● Text to read:
— Begin —
Hacker News new | ask | show | jobs
by pslam 4585 days ago
If the branch target is an address loaded from memory, and there is no cached result for the branch instruction, then there's no way it can predict which instruction to execute next. The target could be anywhere in valid memory.

The reason the measurements don't show it is the micro-benchmark will be predicting very well. In fact it's quite difficult to defeat prediction even for giant codebases, and you probably have bigger issues with L1 thrashing at that point. The more subtle problem is even with prediction, there's a (quite high) limit to the number of unretired speculated instructions. Again, a micro-benchmark won't show that up - you'd need a large function in the inner loop.

I'm making it sound like there's no cost to virtual functions in real applications, but it's there, usually measurable and every little adds up. If anything, I think a better reason to not simply spray "virtual" everywhere is it demonstrates that the author didn't understand the data structures they created.
— End —
[Dataset records]
— Begin —
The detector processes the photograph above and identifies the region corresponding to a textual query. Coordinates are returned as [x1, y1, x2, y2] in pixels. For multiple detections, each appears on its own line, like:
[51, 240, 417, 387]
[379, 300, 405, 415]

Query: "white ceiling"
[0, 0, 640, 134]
— End —
● Request:
Answer these questions about the comment on virtual functions:
(a) In what case does it say there is no way to predict which instruction to execute next?
(b) Why don't the measurements show the cost?
(c) What does it say spraying "virtual" everywhere demonstrates?

● Solution to the exercise:
(a) When the branch target is an address loaded from memory and there is no cached result for the branch instruction.
(b) Because the micro-benchmark will be predicting very well.
(c) That the author didn't understand the data structures they created.